Menstrual status and long-term cardiovascular effects of intense exercise in top elite athlete women’

It has long been assumed that menstrual disorders amongst elite female athletes are related to tough training regimes combined with insufficient energy intake. However, a new doctoral thesis from the Swedish medical university Karolinska Institutet overturns old ideas that elite sport can damage the health. Many elite female athletes can have a congenital condition, that gives them higher levels of testosterone and that might even contribute to their sporting successes.

“What we’re dealing with is just a tiny increase in levels, which can make it easier for the women to build muscle mass and absorb oxygen,” says Magnus Hagmar, postgraduate at the Department of Woman and Child Health. “This means that they might have got quicker results from their training and therefore been encouraged to train harder and more often.”

###

• **Exercise tasks**
(a) Reproduce the stretch of the text on elite female athletes from "Menstrual status and" through "their sporting successes.".
(b) In the text on elite female athletes, which department is Magnus Hagmar a postgraduate at?

• **Supplied data**
###

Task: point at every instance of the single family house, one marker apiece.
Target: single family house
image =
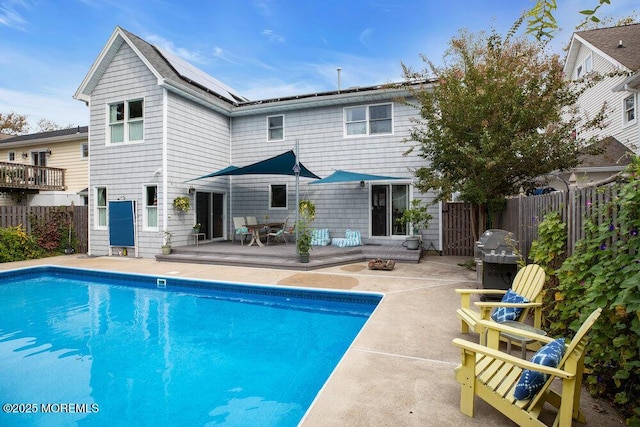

###

• **Answers by item number**
(a)
Menstrual status and long-term cardiovascular effects of intense exercise in top elite athlete women’

It has long been assumed that menstrual disorders amongst elite female athletes are related to tough training regimes combined with insufficient energy intake. However, a new doctoral thesis from the Swedish medical university Karolinska Institutet overturns old ideas that elite sport can damage the health. Many elite female athletes can have a congenital condition, that gives them higher levels of testosterone and that might even contribute to their sporting successes.

(b) The Department of Woman and Child Health.